◆ **Task input**:
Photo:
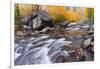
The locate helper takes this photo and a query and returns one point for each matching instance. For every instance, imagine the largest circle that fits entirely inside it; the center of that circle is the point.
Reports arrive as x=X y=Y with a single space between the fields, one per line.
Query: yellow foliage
x=68 y=14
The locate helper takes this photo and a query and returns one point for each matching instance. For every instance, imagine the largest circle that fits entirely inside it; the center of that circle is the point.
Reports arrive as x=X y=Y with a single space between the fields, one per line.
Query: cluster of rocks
x=80 y=34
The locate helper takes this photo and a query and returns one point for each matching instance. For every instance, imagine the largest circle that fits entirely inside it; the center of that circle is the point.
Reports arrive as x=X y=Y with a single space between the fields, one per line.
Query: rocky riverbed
x=73 y=43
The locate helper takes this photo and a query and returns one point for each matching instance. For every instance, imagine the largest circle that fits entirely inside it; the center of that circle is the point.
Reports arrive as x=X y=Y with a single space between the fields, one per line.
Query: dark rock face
x=38 y=20
x=60 y=59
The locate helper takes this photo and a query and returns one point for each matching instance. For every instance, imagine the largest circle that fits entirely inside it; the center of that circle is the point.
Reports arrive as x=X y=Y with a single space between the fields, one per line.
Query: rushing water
x=39 y=50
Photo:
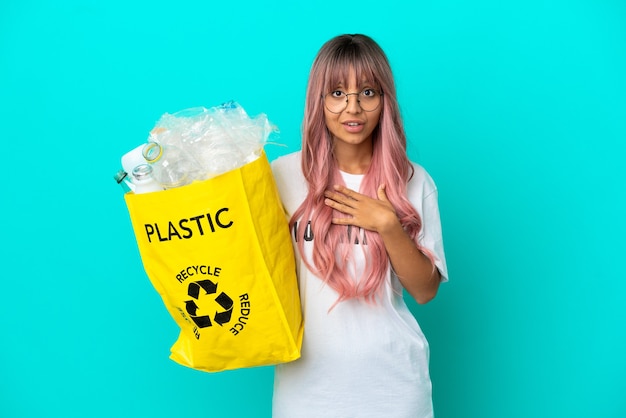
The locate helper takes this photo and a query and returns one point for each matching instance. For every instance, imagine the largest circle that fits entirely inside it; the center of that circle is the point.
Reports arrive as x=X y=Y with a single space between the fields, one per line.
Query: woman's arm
x=414 y=269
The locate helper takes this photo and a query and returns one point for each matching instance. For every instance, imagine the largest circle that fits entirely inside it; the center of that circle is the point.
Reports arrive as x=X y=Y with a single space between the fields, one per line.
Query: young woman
x=365 y=225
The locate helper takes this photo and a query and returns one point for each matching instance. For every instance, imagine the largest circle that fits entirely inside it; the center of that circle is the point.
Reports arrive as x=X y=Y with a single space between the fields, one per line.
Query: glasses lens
x=337 y=101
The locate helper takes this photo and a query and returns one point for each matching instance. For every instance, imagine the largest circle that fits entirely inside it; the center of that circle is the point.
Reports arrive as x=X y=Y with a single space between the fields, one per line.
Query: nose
x=353 y=106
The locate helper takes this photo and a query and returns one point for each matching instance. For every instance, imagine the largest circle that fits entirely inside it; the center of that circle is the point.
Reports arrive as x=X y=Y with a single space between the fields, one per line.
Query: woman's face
x=353 y=125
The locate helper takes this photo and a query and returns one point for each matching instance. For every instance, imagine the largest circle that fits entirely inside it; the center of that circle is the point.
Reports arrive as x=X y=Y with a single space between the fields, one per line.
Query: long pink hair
x=389 y=165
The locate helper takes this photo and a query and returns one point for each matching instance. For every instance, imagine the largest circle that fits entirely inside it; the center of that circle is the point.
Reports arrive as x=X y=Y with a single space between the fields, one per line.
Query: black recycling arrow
x=227 y=303
x=202 y=321
x=191 y=307
x=194 y=288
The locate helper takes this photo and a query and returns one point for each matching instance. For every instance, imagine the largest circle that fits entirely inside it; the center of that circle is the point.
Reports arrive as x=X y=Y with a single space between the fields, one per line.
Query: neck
x=353 y=159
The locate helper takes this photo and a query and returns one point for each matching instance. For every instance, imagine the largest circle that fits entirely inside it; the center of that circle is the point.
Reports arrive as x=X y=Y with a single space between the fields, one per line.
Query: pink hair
x=389 y=165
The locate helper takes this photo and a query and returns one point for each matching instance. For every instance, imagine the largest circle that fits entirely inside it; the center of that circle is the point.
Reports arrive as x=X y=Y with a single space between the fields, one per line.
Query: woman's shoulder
x=287 y=162
x=421 y=181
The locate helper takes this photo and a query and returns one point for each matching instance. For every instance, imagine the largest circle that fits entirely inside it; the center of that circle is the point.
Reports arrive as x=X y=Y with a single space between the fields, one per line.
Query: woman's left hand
x=372 y=214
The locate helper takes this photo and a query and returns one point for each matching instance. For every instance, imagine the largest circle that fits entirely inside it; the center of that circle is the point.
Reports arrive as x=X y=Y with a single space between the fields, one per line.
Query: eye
x=369 y=93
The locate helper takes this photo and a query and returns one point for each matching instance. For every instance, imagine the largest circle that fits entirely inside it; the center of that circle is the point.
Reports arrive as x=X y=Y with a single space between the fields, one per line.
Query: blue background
x=517 y=109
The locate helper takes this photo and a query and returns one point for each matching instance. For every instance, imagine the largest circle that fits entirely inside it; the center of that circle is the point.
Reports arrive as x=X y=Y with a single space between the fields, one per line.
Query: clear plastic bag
x=218 y=139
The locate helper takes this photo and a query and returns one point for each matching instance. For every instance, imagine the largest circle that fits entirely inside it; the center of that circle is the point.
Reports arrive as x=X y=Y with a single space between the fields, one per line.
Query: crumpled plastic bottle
x=171 y=166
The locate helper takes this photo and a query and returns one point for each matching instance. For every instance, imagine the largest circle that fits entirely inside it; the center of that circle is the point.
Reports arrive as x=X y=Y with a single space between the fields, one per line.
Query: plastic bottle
x=172 y=167
x=133 y=158
x=144 y=181
x=121 y=177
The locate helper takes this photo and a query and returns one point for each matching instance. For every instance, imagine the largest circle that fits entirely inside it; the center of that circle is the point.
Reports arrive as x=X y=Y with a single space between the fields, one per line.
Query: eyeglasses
x=337 y=101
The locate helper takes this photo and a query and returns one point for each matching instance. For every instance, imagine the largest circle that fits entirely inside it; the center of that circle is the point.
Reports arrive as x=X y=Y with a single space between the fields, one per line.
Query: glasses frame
x=357 y=99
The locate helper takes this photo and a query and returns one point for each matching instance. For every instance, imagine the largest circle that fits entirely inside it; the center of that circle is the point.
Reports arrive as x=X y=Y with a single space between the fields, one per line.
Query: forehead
x=350 y=75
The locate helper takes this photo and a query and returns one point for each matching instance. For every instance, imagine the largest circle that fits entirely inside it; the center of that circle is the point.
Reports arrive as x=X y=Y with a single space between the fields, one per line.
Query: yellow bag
x=220 y=255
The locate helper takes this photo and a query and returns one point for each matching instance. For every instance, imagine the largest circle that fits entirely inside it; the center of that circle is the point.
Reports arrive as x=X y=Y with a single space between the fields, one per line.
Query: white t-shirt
x=359 y=359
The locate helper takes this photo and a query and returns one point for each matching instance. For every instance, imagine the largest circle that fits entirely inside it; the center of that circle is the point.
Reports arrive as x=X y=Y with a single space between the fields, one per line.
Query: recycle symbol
x=223 y=300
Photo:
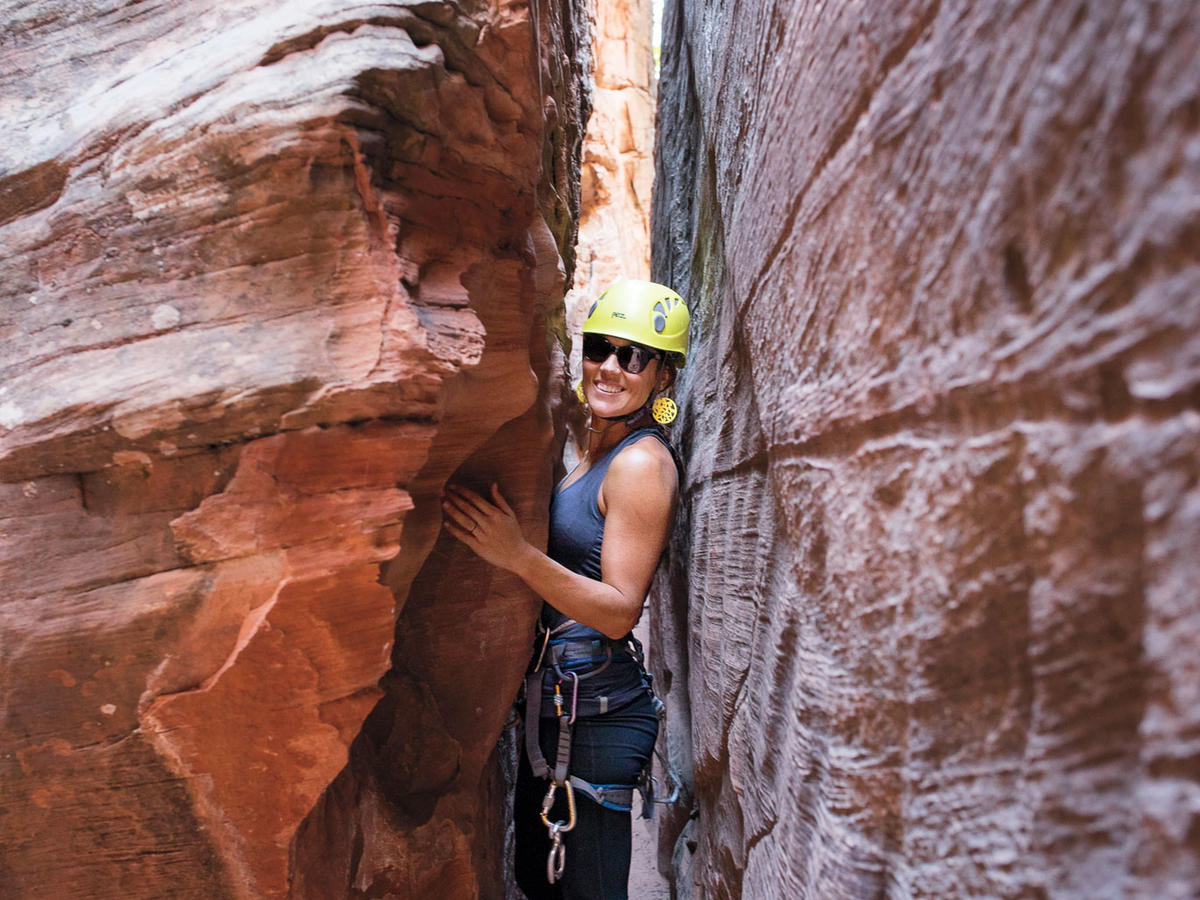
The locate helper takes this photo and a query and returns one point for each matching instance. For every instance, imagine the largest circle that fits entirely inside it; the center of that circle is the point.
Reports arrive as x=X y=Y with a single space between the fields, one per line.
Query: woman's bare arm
x=637 y=498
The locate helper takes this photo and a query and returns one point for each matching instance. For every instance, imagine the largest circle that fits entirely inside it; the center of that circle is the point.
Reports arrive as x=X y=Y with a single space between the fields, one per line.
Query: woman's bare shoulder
x=646 y=463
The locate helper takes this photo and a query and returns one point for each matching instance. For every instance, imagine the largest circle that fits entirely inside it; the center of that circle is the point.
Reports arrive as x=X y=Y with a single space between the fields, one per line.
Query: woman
x=591 y=720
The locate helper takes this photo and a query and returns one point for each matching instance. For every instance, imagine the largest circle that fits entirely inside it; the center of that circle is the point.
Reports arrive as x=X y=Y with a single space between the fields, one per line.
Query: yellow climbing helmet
x=643 y=312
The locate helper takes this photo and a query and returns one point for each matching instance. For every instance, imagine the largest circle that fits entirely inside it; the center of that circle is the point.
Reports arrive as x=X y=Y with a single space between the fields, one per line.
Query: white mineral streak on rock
x=294 y=264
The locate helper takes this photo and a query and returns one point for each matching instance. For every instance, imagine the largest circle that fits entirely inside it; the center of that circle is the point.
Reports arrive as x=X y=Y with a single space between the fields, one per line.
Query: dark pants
x=610 y=749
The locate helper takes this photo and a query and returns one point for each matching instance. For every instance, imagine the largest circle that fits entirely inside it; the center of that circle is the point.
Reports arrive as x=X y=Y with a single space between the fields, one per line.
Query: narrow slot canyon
x=275 y=274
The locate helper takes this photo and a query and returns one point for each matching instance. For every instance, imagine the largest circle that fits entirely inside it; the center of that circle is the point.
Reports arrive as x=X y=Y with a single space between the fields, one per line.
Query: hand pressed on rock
x=490 y=529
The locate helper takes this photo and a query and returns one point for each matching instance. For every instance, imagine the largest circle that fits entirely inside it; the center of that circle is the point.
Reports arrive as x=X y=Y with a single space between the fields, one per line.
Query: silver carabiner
x=556 y=863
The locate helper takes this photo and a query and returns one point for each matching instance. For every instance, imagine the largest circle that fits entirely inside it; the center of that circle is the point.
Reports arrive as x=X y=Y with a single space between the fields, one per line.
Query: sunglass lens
x=633 y=358
x=597 y=348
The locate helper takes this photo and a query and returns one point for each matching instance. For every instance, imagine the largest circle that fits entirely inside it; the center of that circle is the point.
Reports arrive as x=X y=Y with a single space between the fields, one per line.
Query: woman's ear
x=666 y=376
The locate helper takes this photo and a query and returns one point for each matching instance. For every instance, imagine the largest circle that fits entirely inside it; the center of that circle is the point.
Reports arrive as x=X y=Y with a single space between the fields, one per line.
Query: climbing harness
x=552 y=654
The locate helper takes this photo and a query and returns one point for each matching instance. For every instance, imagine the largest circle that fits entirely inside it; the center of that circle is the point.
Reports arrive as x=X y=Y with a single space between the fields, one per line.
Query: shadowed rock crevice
x=283 y=285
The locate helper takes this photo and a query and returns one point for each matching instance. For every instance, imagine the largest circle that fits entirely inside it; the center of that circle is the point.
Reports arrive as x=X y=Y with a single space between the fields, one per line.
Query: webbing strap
x=564 y=751
x=533 y=748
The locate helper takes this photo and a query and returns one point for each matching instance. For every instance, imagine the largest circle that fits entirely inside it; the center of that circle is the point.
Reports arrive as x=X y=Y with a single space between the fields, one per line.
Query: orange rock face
x=931 y=624
x=270 y=277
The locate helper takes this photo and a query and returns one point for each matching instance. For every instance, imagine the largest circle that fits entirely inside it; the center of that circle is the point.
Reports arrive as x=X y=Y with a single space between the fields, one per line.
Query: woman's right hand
x=490 y=529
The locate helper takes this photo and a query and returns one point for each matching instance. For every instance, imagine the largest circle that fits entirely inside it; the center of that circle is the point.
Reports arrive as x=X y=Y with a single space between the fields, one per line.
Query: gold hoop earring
x=664 y=411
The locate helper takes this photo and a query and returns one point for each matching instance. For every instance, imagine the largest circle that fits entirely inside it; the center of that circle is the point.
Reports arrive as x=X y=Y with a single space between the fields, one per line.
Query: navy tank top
x=576 y=534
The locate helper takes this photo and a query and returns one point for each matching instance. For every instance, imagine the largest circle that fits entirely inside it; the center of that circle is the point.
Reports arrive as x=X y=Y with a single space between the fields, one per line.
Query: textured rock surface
x=618 y=165
x=271 y=273
x=615 y=241
x=935 y=630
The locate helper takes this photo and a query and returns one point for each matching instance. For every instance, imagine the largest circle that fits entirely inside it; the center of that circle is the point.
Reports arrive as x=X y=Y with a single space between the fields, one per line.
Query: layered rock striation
x=271 y=274
x=930 y=623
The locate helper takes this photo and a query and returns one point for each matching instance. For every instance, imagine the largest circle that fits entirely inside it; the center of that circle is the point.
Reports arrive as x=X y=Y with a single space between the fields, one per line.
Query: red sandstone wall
x=931 y=622
x=270 y=274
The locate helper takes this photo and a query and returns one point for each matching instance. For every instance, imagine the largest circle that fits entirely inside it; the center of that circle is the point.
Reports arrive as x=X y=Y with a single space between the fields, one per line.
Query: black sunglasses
x=633 y=357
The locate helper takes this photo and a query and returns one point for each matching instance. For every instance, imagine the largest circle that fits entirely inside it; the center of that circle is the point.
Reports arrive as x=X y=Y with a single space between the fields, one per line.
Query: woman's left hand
x=490 y=529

◆ **Written exercise**: Please pull out every line in the entries above that contains the word "plastic", treating uppercase and lowercase as different.

◆ **Full output**:
Query: clear plastic bag
Query: crumpled plastic bottle
Query: plastic bottle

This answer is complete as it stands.